# Work instruction
Your answer should consist only of the lines from the line containing "One marker per instance of the coral" through the last line below, each repeated exactly.
════════════════
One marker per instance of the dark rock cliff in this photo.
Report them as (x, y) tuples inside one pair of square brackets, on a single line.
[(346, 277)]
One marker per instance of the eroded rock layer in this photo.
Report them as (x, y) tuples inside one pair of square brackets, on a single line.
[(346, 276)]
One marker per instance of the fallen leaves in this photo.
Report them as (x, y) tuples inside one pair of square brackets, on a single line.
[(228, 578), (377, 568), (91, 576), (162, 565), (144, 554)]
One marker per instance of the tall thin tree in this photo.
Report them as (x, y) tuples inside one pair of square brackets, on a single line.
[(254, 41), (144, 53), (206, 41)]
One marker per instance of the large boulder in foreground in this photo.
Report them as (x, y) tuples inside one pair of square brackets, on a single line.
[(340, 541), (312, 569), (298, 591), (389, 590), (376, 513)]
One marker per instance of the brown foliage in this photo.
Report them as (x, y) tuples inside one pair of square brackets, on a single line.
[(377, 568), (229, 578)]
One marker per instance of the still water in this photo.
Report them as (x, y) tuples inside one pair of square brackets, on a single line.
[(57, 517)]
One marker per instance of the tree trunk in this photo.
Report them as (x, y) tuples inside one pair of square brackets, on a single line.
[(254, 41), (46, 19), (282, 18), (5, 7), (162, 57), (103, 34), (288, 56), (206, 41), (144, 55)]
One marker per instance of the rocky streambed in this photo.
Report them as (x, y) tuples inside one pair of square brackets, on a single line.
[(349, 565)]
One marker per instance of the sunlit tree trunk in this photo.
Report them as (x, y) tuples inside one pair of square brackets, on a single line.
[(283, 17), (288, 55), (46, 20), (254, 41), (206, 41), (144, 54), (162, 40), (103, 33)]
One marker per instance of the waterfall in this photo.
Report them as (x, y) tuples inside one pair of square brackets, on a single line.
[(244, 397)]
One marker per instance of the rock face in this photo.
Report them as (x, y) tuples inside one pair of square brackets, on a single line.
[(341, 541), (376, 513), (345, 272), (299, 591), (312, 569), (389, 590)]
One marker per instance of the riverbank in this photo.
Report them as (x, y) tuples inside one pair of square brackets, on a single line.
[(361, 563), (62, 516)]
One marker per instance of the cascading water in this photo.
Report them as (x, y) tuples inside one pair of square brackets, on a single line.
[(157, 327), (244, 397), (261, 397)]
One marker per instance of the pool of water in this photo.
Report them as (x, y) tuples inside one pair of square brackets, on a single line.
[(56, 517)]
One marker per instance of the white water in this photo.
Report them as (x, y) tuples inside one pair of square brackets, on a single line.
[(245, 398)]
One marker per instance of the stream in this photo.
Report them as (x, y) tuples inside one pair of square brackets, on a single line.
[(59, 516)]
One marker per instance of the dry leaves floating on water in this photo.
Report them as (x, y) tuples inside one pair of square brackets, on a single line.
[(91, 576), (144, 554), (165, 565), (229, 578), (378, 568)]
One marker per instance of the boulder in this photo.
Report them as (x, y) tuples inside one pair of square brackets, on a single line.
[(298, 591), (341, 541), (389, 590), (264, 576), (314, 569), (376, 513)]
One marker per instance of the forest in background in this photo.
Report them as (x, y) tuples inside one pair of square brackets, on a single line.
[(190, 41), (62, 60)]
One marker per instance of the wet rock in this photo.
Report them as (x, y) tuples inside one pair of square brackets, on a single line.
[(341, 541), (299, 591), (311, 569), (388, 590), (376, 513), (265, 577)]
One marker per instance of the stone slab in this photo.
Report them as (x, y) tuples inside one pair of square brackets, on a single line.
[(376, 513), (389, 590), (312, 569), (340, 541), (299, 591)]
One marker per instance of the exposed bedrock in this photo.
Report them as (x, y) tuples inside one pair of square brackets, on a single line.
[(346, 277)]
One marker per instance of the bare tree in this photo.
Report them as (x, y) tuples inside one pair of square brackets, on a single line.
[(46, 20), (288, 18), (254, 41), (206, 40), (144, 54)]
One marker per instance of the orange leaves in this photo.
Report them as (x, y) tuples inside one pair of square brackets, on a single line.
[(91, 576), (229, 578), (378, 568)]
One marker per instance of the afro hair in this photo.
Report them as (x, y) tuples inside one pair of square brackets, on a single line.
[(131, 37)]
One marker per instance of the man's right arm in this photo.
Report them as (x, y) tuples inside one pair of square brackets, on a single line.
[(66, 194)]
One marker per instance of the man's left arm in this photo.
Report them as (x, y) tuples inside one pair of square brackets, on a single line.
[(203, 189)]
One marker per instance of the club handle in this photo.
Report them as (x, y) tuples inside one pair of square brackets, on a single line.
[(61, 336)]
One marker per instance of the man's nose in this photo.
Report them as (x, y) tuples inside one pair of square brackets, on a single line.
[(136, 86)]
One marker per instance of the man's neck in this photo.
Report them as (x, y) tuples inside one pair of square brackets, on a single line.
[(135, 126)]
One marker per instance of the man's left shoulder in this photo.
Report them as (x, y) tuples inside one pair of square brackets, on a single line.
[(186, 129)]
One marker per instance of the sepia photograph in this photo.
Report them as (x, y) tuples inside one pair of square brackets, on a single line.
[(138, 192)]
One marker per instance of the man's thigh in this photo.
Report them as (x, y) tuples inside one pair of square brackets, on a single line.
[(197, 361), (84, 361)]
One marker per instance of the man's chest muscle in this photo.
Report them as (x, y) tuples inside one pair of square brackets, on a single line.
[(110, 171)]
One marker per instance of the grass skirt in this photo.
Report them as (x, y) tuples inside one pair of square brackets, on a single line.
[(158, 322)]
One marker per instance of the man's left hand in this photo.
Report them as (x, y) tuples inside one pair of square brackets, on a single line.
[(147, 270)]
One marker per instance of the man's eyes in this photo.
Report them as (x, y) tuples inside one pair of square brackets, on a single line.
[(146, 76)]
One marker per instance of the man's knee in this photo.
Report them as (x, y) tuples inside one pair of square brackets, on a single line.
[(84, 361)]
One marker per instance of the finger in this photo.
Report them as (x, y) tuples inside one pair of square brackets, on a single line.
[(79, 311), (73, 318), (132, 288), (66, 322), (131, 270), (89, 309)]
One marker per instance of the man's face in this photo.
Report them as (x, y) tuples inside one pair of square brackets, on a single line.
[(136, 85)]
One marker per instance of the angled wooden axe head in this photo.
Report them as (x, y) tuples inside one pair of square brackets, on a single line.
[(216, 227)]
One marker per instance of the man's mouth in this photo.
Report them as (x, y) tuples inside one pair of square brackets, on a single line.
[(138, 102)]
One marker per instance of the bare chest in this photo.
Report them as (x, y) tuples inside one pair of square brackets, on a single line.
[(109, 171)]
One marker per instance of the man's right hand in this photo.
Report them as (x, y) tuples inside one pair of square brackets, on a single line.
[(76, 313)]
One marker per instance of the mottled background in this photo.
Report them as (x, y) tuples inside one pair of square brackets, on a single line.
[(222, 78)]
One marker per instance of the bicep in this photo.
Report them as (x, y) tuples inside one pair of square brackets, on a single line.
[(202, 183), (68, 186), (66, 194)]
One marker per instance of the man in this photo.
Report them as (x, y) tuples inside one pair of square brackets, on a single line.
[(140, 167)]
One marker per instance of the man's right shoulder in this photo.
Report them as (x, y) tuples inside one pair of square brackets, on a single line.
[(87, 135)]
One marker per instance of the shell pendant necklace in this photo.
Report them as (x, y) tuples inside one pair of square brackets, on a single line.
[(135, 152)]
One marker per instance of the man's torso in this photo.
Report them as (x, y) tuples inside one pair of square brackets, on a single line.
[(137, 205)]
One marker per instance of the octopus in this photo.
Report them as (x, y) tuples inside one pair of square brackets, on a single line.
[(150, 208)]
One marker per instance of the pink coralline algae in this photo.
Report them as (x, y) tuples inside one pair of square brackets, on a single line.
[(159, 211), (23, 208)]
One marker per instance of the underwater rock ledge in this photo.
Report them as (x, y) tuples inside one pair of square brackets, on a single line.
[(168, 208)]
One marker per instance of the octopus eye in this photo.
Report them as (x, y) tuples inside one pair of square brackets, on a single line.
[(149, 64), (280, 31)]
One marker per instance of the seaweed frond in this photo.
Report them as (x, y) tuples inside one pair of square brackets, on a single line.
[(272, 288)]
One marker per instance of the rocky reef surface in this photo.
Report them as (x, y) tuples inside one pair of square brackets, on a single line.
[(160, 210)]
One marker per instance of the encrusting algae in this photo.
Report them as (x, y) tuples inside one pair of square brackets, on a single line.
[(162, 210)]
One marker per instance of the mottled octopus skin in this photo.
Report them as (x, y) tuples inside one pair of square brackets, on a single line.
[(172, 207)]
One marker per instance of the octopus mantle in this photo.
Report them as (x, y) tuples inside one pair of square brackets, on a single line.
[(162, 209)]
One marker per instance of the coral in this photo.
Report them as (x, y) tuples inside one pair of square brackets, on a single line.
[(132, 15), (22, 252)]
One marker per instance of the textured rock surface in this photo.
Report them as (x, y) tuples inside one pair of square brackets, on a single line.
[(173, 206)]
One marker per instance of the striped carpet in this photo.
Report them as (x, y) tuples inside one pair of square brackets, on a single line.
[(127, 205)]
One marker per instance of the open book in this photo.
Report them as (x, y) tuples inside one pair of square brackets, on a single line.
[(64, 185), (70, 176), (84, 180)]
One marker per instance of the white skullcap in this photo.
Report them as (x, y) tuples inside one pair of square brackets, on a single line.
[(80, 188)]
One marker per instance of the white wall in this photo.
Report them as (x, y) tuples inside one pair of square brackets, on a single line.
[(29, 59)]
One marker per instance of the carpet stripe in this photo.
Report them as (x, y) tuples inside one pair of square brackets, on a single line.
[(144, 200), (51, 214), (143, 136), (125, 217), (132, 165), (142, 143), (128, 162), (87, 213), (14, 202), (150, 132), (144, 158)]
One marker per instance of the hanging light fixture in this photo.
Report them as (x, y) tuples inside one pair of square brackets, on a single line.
════════════════
# Answer space
One marker per instance of the coral in this photo.
Report them as (x, y) tuples inside one pair of square brackets, on a single line.
[(132, 15), (22, 252)]
One marker per instance of the textured rock surface in this photo.
Report them as (x, y) tuples inside one pair of square brackets, on a single line.
[(173, 206)]
One marker per instance of the striped carpet in this photo.
Report them as (x, y) tuples inside one pair of square brackets, on a single line.
[(127, 205)]
One marker per instance of the open book in this photo.
Report them as (x, y) tuples inside one pair of square brackets, on a single line.
[(64, 185), (70, 176), (84, 180)]
One marker per instance of the white skullcap in this photo.
Report them as (x, y) tuples inside one pair of square brackets, on a single line.
[(80, 188)]
One marker per instance of the white wall in this photo.
Report them as (x, y) tuples inside one pair of square brackets, on a single line.
[(29, 59)]
One marker per instance of the carpet stripe in this photo.
Report them as (x, y) tuples inside one pair of square brackets, on a single line.
[(144, 200), (51, 214), (143, 136), (125, 217), (132, 165), (142, 143), (128, 162), (87, 213), (14, 202), (150, 132), (144, 158)]
One marker per instance of the hanging light fixture in this photo.
Report them as (x, y) tuples inside one pair of square brackets, on a single line.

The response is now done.